- _ENTRIES SHOWN_

- - -

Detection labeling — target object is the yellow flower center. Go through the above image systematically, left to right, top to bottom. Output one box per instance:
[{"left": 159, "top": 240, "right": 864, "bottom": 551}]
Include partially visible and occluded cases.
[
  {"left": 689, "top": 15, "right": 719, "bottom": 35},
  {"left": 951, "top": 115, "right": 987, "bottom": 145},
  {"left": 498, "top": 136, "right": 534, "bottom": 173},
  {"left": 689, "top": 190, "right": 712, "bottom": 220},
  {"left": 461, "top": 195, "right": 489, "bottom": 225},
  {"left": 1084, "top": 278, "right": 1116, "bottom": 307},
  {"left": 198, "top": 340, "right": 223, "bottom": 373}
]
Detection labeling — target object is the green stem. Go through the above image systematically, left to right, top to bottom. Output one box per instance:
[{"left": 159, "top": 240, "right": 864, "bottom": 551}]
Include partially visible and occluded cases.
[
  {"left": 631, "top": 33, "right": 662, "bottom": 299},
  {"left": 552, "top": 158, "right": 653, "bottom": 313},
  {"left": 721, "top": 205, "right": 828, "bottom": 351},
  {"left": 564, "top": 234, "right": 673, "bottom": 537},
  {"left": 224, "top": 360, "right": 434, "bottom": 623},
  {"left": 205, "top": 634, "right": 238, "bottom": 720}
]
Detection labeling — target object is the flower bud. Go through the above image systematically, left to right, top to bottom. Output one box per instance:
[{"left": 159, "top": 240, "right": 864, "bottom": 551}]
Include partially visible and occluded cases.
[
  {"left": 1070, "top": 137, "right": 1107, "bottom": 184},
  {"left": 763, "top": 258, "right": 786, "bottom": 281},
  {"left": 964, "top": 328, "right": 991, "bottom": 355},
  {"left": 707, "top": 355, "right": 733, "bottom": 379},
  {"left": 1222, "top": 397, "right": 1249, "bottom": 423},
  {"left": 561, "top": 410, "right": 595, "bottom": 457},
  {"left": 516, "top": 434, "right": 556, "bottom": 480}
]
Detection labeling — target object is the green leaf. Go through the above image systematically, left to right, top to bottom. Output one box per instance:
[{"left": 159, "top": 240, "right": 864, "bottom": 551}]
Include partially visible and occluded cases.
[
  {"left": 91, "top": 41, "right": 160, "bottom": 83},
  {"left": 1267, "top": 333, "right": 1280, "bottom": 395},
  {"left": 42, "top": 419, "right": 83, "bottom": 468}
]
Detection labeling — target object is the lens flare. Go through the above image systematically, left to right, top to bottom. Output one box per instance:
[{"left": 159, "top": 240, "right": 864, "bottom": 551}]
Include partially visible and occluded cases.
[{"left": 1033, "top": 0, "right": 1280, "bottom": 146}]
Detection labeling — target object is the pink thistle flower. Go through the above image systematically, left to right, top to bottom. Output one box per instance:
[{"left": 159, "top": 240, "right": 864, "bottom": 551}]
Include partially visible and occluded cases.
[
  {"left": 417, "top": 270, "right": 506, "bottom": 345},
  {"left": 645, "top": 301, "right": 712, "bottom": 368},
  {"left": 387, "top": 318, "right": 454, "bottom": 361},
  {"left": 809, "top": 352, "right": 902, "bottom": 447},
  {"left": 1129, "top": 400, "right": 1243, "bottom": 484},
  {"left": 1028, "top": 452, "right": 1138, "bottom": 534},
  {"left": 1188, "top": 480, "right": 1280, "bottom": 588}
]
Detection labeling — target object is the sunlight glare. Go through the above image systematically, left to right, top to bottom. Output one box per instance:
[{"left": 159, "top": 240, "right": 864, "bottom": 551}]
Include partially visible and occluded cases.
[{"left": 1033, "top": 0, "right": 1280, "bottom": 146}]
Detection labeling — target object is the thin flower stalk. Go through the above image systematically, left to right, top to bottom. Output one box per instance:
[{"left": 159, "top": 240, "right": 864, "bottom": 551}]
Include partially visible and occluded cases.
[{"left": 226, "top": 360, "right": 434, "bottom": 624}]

- - -

- _THE EXERCISE_
Rewrite each line, from the one containing "Detection labeling — target object is the green leaf." up to and including the final line of the items, as a numbered list, skipping any blank lines.

- _REPLY TO THE TASK_
1. Detection labeling — target object is the green leaf. Go through the above image systematically, left to right, top to bottom. Output one box per instance:
2. [{"left": 159, "top": 240, "right": 864, "bottom": 551}]
3. Include partially visible and occluded cases.
4. [
5.   {"left": 91, "top": 41, "right": 160, "bottom": 83},
6.   {"left": 1267, "top": 333, "right": 1280, "bottom": 395},
7.   {"left": 42, "top": 419, "right": 83, "bottom": 468}
8. ]
9. Detection labeling — target object is the lens flare. Go through the above image systematically, left to right, top to bottom. Output one box per instance:
10. [{"left": 159, "top": 240, "right": 864, "bottom": 551}]
11. Include partially visible and occluded cases.
12. [{"left": 1033, "top": 0, "right": 1280, "bottom": 146}]
13. Detection labeling — target object is the pink thistle flower. Go through the above image systematically, left to right, top to bottom. Output one box per instance:
14. [{"left": 159, "top": 240, "right": 864, "bottom": 551}]
15. Include partially visible and occluded cases.
16. [
17.   {"left": 417, "top": 270, "right": 506, "bottom": 345},
18.   {"left": 645, "top": 301, "right": 712, "bottom": 368},
19.   {"left": 387, "top": 318, "right": 454, "bottom": 361},
20.   {"left": 809, "top": 352, "right": 902, "bottom": 447},
21.   {"left": 1129, "top": 400, "right": 1243, "bottom": 484},
22.   {"left": 1028, "top": 452, "right": 1138, "bottom": 534},
23.   {"left": 1188, "top": 480, "right": 1280, "bottom": 588}
24. ]
25. Detection labeling — target object is the sunlight glare. Go through the above image systematically, left to right, top to bottom. Output one box per instance:
26. [{"left": 159, "top": 240, "right": 864, "bottom": 551}]
27. Include partially visible and occluded cases.
28. [{"left": 1033, "top": 0, "right": 1280, "bottom": 146}]
29. Detection labeling — target object is the thin flower stalk. Go through the above image systematically, left to right, top to bottom. Output one box per instance:
30. [{"left": 159, "top": 240, "right": 864, "bottom": 551}]
31. Include partially visible and occluded cases.
32. [{"left": 226, "top": 360, "right": 434, "bottom": 624}]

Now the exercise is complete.